_PROMPT A_. Copy verbatim the passage of the boxing column that begins at the words "Weekend Afterthoughts, Featuring" and ends after the words "healthy than not.".

-------- GIVEN TEXT

Weekend Afterthoughts, Featuring Julio Cesar Chavez, Jr. Vs. Drug Tests, Jim Lampley Vs. Eyewear Fashion And More

Whenever my fist bleeds, I always lick the blood off it, grin at my enemy and resume combat. Get back in there, Nonito Donaire! At least, hopefully. There’s been no word that he did major damage to his left hand, which is the hand with which he usually does the most damage to others. It didn’t get him to a knockout over the weekend — in fact, he left the weekend with some bad reviews — but I still think boxing’s better off with Donaire’s left hand healthy than not.

Our team, as always, capably handled some of the weekend’s action in my absence. But some stuff has happened since then, too. The fallout is like so:

  • Julio Cesar Chavez Jr.’s performance. One of the big debates about Chavez this weekend — and there were a lot of them — is whether he looked sluggish. Clearly, for the first 10 rounds, he wasn’t as active as usual. Did that have to do with stamina problems related to making the middleweight limit? Did it have to do with Marco Antonio Rubio trying to play a lot of keepaway and engage only on occasion? As is often the case, the answer might be “both.” The whole DUI incident suggests he might not have have taken training camp very seriously (Gasp! No, not JCC, Jr.!); you don’t hear about boxers going all Guns N Roses “It’s So Easy” during camp. He might’ve had some stamina problems, but he clearly had gas in the tank for those last two rounds — one of which I thought saw him get wobbled by Rubio, not that HBO’s team noticed it, so maybe I was just imagining things. Another of the debates is whether Chavez won just because of his size, not because he’s good. Guess what? “Size” is part of what makes boxers good sometimes. Chavez is a big boy who constantly rehydrates to absurd figures after the day-before weigh-in, and I’m not surprised in the slightest that he was a cruiserweight the next day. Rubio complained afterward that he couldn’t do anything with Chavez’ size, as if that’s not a legitimate advantage to have in the ring. Of course, how one achieves that advantage is a whole different debate.
  • Chavez and drug tests. Steroid suspicions in boxing come in two varieties: A. Those without any credible evidence, even circumstantial (see: Manny Pacquiao); and B. Those with at least some grounds for reasonable suspicion. Chavez is good for answer B. He’s previously had an encounter with a banned substance, a diuretic that could’ve been used to either help him make weight, or else mask a performance enhancing drug. We all know Chavez struggles with weight and doesn’t try hard enough in camp, so his diuretic use for that purpose isn’t at all far-fetched. But when neither the WBC nor Texas commission go through with any drug tests after the fight, and the WBC boss is Chavez, Jr.’s godfather, and everyone points fingers at everyone else about who’s to blame, it all looks very fishy. (Texas eventually fell on the sword, but there’s blame enough to go around for lotsa folk here.) Chavez has offered to take a test (he’s also pointed out that Rubio also failed to take a test, a valid point if not as valid as with the dude who’s got a history with banned substances), but that’s usually what people do in this situation and it never happens. This all might be perfectly innocent and incompetent — after all, Texas, the WBC and Chavez have a history of coming off like lunkheads — but they sure have done everything in their power to make it smell like something else. Hanlon’s razor and all that.

----------------
-------- RECORD EXCERPTS

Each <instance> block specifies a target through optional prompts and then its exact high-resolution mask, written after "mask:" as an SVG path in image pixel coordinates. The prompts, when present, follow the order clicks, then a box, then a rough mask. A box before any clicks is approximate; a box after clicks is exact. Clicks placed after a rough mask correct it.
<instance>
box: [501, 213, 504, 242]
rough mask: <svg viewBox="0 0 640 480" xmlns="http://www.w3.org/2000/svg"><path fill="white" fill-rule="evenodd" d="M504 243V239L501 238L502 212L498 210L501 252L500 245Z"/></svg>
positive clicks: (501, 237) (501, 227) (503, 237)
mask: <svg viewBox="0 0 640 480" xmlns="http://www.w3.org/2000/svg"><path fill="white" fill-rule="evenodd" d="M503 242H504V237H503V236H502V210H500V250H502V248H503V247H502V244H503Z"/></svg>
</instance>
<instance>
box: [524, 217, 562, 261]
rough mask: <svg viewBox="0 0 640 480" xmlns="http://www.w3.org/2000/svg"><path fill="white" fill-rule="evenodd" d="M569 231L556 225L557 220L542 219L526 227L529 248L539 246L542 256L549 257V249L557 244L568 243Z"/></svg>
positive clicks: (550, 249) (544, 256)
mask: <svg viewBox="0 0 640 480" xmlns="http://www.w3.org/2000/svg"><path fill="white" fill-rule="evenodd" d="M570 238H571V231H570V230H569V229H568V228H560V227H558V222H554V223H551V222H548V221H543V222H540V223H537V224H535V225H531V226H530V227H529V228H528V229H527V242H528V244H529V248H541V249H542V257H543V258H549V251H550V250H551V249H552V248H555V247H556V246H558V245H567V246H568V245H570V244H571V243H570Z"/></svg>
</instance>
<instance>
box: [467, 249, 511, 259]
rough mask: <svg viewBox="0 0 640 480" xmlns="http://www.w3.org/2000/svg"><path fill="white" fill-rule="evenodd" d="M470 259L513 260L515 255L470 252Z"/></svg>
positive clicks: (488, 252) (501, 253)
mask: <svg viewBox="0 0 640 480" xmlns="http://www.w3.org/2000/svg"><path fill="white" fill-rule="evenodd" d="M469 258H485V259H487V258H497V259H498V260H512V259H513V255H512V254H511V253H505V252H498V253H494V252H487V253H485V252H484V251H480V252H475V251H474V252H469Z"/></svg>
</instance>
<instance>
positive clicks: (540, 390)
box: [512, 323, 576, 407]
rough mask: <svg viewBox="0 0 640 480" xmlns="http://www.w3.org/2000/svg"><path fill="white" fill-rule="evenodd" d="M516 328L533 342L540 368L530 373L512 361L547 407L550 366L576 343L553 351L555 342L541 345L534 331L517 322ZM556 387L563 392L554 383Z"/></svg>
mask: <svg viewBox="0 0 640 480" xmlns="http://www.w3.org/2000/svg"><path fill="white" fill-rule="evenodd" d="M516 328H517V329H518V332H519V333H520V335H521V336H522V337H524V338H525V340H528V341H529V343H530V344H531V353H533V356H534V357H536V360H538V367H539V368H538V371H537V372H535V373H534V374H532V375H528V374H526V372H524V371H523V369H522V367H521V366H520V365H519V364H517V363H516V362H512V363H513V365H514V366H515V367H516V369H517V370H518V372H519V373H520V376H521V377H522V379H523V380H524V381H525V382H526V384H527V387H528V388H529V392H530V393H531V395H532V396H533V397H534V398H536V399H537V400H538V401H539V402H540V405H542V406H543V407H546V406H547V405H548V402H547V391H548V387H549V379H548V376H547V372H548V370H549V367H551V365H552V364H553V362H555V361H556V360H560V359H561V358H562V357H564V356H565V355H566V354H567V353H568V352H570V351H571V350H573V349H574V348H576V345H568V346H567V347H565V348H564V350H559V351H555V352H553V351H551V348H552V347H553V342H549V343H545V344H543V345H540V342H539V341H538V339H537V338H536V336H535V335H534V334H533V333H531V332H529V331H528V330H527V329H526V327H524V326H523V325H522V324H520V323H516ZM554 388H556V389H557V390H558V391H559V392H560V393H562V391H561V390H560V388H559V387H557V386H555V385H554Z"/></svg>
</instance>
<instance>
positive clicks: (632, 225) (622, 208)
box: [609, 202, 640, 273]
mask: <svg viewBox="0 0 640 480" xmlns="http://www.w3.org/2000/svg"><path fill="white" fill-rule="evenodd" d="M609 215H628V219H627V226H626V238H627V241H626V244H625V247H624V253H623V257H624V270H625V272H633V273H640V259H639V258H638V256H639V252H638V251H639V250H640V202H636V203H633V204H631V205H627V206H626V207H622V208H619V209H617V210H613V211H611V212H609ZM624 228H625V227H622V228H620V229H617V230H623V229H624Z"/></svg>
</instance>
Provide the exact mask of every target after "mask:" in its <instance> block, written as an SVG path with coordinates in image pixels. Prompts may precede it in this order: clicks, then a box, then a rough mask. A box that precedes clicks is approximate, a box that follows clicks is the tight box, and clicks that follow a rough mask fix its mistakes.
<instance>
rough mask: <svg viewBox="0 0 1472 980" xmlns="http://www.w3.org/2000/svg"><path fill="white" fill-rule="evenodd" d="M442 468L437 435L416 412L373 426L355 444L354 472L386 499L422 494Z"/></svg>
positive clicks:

----------------

_PROMPT B_. Present the listing as a numbered list, from its first line through the line containing "box: [501, 213, 504, 242]", both included. Omit blank lines.

_EXPECTED OUTPUT A_.
Weekend Afterthoughts, Featuring Julio Cesar Chavez, Jr. Vs. Drug Tests, Jim Lampley Vs. Eyewear Fashion And More

Whenever my fist bleeds, I always lick the blood off it, grin at my enemy and resume combat. Get back in there, Nonito Donaire! At least, hopefully. There’s been no word that he did major damage to his left hand, which is the hand with which he usually does the most damage to others. It didn’t get him to a knockout over the weekend — in fact, he left the weekend with some bad reviews — but I still think boxing’s better off with Donaire’s left hand healthy than not.

_EXPECTED OUTPUT B_.
1. Each <instance> block specifies a target through optional prompts and then its exact high-resolution mask, written after "mask:" as an SVG path in image pixel coordinates. The prompts, when present, follow the order clicks, then a box, then a rough mask. A box before any clicks is approximate; a box after clicks is exact. Clicks placed after a rough mask correct it.
2. <instance>
3. box: [501, 213, 504, 242]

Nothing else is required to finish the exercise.